▸ Written problem
Pictures don't belong in the copy; print all the records exactly.
━━━━
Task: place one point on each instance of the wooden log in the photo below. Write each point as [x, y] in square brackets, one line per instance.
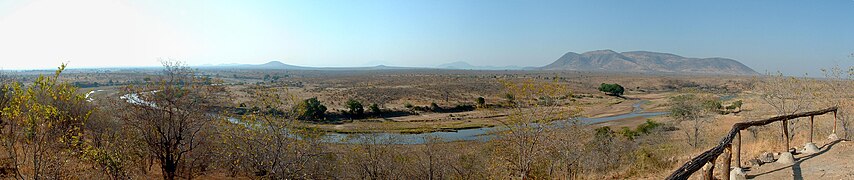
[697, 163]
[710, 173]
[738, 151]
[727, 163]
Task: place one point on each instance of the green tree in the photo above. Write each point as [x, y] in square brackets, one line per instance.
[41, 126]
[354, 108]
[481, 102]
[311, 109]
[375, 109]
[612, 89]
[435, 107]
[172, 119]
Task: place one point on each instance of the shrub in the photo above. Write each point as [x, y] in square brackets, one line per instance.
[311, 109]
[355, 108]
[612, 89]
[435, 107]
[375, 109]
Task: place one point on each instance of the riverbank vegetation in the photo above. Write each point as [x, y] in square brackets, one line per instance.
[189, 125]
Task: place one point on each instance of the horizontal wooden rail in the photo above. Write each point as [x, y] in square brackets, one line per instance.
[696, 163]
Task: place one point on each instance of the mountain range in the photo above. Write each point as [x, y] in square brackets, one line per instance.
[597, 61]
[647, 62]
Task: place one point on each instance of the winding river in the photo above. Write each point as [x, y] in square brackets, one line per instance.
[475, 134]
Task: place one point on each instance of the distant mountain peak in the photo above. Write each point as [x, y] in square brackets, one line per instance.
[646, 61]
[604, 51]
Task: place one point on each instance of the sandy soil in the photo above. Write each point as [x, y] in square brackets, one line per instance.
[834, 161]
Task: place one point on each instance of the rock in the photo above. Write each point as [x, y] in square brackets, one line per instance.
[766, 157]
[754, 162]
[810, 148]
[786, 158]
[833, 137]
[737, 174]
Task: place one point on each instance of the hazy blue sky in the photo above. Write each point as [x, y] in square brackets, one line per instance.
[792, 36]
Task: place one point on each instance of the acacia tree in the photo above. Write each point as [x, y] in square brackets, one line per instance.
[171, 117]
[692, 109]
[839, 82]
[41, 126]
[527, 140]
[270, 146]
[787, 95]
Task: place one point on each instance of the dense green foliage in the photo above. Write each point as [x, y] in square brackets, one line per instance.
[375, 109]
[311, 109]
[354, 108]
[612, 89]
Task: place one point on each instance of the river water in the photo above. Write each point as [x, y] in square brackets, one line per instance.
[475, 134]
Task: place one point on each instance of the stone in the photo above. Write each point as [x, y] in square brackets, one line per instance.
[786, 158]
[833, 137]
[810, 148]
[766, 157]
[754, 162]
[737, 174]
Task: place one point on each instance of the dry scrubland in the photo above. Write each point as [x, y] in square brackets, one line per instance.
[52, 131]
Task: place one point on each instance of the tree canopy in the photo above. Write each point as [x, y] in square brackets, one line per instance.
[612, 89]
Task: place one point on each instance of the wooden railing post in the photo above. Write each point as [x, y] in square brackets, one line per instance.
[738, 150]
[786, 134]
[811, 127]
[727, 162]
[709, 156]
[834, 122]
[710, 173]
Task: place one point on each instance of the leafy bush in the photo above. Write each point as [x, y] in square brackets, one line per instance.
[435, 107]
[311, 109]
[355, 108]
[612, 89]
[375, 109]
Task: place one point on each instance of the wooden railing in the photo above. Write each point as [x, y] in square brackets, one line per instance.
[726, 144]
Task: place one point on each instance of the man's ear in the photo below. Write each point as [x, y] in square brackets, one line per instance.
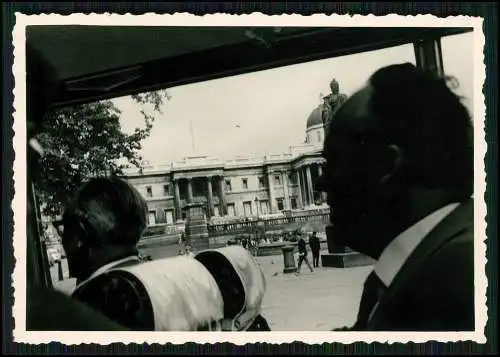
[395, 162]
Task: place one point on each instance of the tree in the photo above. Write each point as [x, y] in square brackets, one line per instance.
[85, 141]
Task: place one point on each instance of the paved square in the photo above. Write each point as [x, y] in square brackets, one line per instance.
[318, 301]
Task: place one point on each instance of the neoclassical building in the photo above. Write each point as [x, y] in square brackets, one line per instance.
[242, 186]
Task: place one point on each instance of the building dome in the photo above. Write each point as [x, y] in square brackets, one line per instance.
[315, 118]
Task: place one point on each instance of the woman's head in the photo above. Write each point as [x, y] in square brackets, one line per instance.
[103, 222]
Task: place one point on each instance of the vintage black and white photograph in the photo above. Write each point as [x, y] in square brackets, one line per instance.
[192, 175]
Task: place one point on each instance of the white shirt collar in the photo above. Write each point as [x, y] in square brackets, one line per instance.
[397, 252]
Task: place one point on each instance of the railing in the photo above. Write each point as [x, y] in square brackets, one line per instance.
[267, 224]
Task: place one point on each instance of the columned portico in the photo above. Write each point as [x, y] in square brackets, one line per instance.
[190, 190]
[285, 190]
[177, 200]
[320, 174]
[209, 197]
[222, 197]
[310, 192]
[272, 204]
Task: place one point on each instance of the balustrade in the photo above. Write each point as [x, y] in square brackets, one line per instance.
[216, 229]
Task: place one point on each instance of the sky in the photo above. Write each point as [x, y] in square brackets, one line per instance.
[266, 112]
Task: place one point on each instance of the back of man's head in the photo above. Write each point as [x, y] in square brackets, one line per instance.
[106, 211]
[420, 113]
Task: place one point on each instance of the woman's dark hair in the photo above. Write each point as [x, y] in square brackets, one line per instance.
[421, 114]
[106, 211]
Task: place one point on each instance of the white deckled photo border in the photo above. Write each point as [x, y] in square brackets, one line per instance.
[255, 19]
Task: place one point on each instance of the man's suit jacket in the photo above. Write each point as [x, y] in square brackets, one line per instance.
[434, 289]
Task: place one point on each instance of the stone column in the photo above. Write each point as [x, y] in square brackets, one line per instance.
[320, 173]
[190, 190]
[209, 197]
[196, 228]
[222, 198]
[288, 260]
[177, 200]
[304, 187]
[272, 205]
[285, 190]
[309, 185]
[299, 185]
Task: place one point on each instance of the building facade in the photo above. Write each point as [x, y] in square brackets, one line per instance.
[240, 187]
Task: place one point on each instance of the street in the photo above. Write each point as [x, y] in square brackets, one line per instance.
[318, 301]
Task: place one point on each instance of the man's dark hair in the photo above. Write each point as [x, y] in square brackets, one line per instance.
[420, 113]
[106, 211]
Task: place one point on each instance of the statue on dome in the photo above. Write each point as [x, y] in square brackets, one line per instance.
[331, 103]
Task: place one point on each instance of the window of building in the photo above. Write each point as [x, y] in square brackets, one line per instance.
━━━━
▸ Final result
Task: place one point on each instance of the wooden log in the photo below. Write each point as [x, y] in square brackets, one line per instance.
[697, 163]
[710, 173]
[738, 151]
[727, 163]
Task: place one point on each instance of the green tree in the photo above. Write each point as [x, y] in square brackets, one line per instance.
[41, 126]
[354, 108]
[481, 102]
[311, 109]
[375, 109]
[612, 89]
[435, 107]
[172, 119]
Task: place one point on each instance of the shrub in the photo above. Write each point as [x, y] in square brackets, one line per instance.
[311, 109]
[355, 108]
[612, 89]
[435, 107]
[375, 109]
Task: place one point on each instance of the riverbank vegetation in the photo above. Write each point as [x, y] in square brackets, one line per instance.
[189, 125]
Task: place one point on each instance of the horizontal wooden rail in the photo above. Write each point as [x, y] in square brackets, one line per instance.
[696, 163]
Task: place one point on each instance of the mountain range in the photo above. Write each point as [x, y] in square brackets, one line per instance.
[597, 61]
[647, 62]
Task: place one point on each instance of the winding river in the photo above. Write each point as [x, y] in square brackets, one line per instance.
[475, 134]
Task: place one point on each instance of the distant mountain peak in the photo above. Write each point as [x, y] in square brackets, one line per instance.
[646, 61]
[604, 51]
Task: place one point on each instance of the sandy soil in the photo above. Write each point as [x, y] in square brackets, one line per instance.
[834, 161]
Task: place one point on each instance of the rock in the photo above. Write each point as [x, y] in square brackets, one line per instance.
[766, 157]
[754, 162]
[810, 148]
[786, 158]
[833, 137]
[737, 174]
Task: place one point on each instance of the hazy blue sky in the photo above. Write each point as [x, y] in square brackets, one line per instance.
[792, 36]
Task: place one point on each instance of the acacia tree in the photo above. Write each point as [x, y] in square brackets, one line per instance.
[171, 117]
[692, 109]
[839, 82]
[41, 126]
[527, 140]
[270, 146]
[787, 95]
Task: place one point on each instance of the dense green foliage in the photo above. Write each point as [x, y] in square brackets, one line per instance.
[375, 109]
[311, 109]
[354, 108]
[612, 89]
Task: place one point on each instance of the river water in the photo above. Write each point as [x, y] in square brackets, one line per instance.
[475, 134]
Task: place one point on each instance of the stone in the photo above. Write each point as [x, y] in square brackets, one line per instance.
[786, 158]
[833, 137]
[810, 148]
[766, 157]
[754, 162]
[737, 174]
Task: place one point on each instance of the dry scrubland in the photo above. Write each point as [x, y] in square brackets, one line per instance.
[52, 131]
Task: place one point on each instance of the tree canopy in the photo above. Write each point as [x, y] in square brackets, one line per instance.
[612, 89]
Task: place one point on each instance of the wooden railing post in the photo above. Write each point as [x, y] in square brackets, one line per instance.
[738, 150]
[786, 134]
[811, 127]
[727, 162]
[709, 156]
[834, 122]
[710, 173]
Task: place one point on each instance of the leafy bush in the photo above. Write each point as [x, y] in square brackets, one line per instance.
[435, 107]
[311, 109]
[355, 108]
[612, 89]
[375, 109]
Task: place one point on each instance of the wooden railing in the photo above. Write each point as [x, y] in square brackets, one line per instance.
[726, 144]
Task: place one point on each instance of the man's ear in the photo below. Write each point as [x, y] in square brackets, one line per instance.
[395, 162]
Task: place one point on each instance of the tree in the photo above. Write each point as [x, y] in square brackets, one line per instance.
[85, 141]
Task: place one point on each instance of the paved square in the photo above. Write each point as [x, y] in square brackets, one line per instance.
[318, 301]
Task: place one point on each instance of the neoclassical building in the photo above. Write each point as [x, y] in square brackets, one line per instance.
[242, 186]
Task: place one point on each instance of the building dome in the photo above. Write each point as [x, y] in square brackets, one line per instance.
[315, 118]
Task: place one point on each instance of the woman's head in the photo above. Write each point as [x, y] in square brackets, one line per instance.
[103, 222]
Task: place one point on each instance of the vintage black and white photograph in the photo above. Write each point as [x, y] in square brackets, one line per instance.
[192, 175]
Task: place one point on each instance of the white shirt collar in the photo above. Write each point as [x, y] in square brackets, one line per instance.
[397, 252]
Task: place one point on each instance of the railing in the photo above. Write each point as [x, y] in square brackets, one line per instance.
[267, 224]
Task: place one point on each instance of the columned portico in the photo above. Write each point as [x, y] in square brackets, one line per instance.
[190, 190]
[285, 190]
[177, 200]
[320, 174]
[209, 197]
[222, 197]
[310, 192]
[272, 204]
Task: place one point on each instance of the balustrade in the photo above. Write each point as [x, y] in square brackets, one line per instance.
[216, 229]
Task: place one point on each instance of the sky in the photo above. Write each point as [x, y] in square brackets, one line per instance.
[266, 112]
Task: place one point on each instance of the back of man's head in the photo above. Write each point as [x, y] in square brackets, one line per instance.
[106, 211]
[420, 113]
Task: place one point on each instance of the woman's dark hair in the photo above. Write each point as [x, y] in square brackets, one line per instance.
[421, 114]
[106, 211]
Task: place one point on each instance of the white deckled photo border in the photo above. Write each point as [x, y] in square brackets, one line per instance.
[255, 19]
Task: place one point on each instance of the man's suit jacket in the photo above. Write each point as [x, y] in square brackets, one line per instance.
[434, 289]
Task: place one point on each instance of the stone column in the photo above. Write each point as [x, y] in square brackets, one line per instance.
[320, 173]
[190, 190]
[209, 197]
[196, 228]
[222, 198]
[288, 260]
[177, 200]
[304, 187]
[272, 205]
[285, 190]
[309, 185]
[299, 185]
Task: place one point on each instance of the building facade in the photo above. Write each point as [x, y] in square brackets, one line per instance.
[240, 187]
Task: place one point on each instance of the street in the photo above. Write each point as [x, y] in square brackets, one line per instance.
[318, 301]
Task: place one point on each instance of the man's dark hair in the photo above. Write each point as [x, y] in square brackets, one line per instance.
[420, 113]
[106, 211]
Task: place one point on each instance of the statue on dome in the photo above. Write each point as [x, y] in square brackets, one line per instance.
[331, 103]
Task: place one point on each instance of the window of building in the photo above. Write each point as [x, y] in square brackets, one line per instance.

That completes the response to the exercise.